— start —
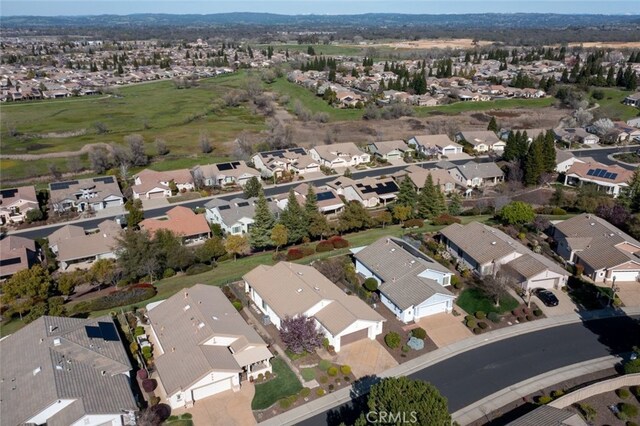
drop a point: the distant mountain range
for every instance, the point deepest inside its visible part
(510, 21)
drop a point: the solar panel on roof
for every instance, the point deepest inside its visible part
(108, 331)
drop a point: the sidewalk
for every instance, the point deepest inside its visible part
(341, 396)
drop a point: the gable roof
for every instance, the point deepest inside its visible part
(64, 362)
(186, 325)
(399, 265)
(291, 289)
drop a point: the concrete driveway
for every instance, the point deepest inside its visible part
(444, 329)
(366, 357)
(226, 408)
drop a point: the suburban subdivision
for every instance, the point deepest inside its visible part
(321, 214)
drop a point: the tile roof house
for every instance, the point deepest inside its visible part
— end —
Swap "drop a point" for "place a marker" throughout the records above, leaving every other line as it is. Omit the pictures from your answer.

place a marker: the distant mountain range
for every instance, the point deepest inside its visible part
(510, 21)
place a marker: the solar panel on roof
for every instance, the point deepest inside its visible part
(108, 331)
place a marker: the sidewalk
for every instance, the point deepest inside its visible part
(341, 396)
place a marker: the gable roof
for every instance, the point deepest inside its visible part
(64, 362)
(186, 325)
(399, 265)
(291, 289)
place a marker: the concrete driveway
for every instance, the point deepest inside its visible part
(444, 329)
(366, 357)
(226, 408)
place a marker: the suburban subdivision
for every instance, the point deepest inside its visible part
(321, 214)
place a marker: the tile roof house
for every instance, the point deepest inside its visible part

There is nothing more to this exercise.